◆ **What you should do**: Report each line in the records below that contains the word "building", copying every such line in full.

◆ **Provided data**:
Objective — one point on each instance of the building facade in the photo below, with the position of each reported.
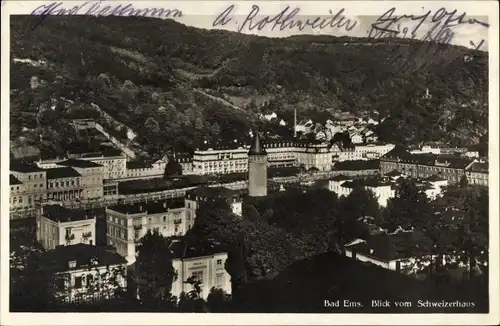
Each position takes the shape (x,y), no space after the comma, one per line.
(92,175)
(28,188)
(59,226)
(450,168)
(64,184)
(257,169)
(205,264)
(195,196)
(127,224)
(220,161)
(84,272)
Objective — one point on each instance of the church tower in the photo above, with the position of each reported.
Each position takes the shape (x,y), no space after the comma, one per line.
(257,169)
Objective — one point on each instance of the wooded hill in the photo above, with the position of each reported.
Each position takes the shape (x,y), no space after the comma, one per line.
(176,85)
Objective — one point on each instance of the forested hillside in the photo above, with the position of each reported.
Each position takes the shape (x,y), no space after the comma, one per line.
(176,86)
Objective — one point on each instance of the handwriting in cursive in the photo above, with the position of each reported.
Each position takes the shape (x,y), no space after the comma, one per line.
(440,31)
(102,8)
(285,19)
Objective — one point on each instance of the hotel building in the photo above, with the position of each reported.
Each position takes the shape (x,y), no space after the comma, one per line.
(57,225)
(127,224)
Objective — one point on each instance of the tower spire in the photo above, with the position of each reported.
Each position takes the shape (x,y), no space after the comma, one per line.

==

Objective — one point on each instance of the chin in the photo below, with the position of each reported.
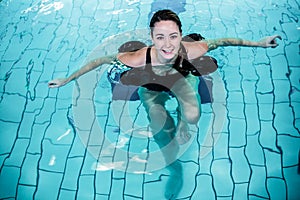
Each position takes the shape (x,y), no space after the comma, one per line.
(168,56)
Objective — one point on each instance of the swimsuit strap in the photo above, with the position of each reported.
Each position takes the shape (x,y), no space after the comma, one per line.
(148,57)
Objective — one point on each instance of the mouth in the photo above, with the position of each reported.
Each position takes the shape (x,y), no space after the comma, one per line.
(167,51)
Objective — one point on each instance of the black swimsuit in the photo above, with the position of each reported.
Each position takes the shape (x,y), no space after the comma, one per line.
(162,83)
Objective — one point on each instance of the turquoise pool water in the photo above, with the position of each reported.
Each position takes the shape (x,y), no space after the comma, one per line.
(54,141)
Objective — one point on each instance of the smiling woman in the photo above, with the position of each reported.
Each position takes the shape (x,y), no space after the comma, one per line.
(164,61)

--

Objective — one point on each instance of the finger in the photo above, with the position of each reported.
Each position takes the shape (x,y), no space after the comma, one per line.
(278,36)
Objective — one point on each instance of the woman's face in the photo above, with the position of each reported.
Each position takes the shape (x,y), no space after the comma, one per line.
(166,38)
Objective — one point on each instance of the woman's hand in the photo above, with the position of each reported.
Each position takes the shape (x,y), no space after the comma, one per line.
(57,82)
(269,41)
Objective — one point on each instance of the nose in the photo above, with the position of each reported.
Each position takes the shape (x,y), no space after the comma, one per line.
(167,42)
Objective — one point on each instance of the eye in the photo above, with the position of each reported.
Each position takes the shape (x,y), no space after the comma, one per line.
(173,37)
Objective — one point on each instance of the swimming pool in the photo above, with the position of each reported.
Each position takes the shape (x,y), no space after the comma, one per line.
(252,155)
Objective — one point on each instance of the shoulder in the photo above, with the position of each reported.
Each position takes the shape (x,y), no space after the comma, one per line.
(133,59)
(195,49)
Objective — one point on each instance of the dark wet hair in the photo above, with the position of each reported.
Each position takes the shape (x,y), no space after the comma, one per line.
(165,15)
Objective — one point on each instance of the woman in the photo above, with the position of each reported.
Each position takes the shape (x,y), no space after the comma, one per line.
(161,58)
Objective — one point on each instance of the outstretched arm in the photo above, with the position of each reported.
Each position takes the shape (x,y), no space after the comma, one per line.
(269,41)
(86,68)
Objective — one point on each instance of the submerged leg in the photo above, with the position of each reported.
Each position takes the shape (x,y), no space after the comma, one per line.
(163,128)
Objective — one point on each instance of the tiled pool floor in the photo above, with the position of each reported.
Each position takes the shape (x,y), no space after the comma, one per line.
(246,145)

◆ **Full solution**:
Objective — one point on each instance of the building facade in the photo below, with the position of each reported.
Objective — one point on each instance of the hotel building in the photo above, with the position of each reported.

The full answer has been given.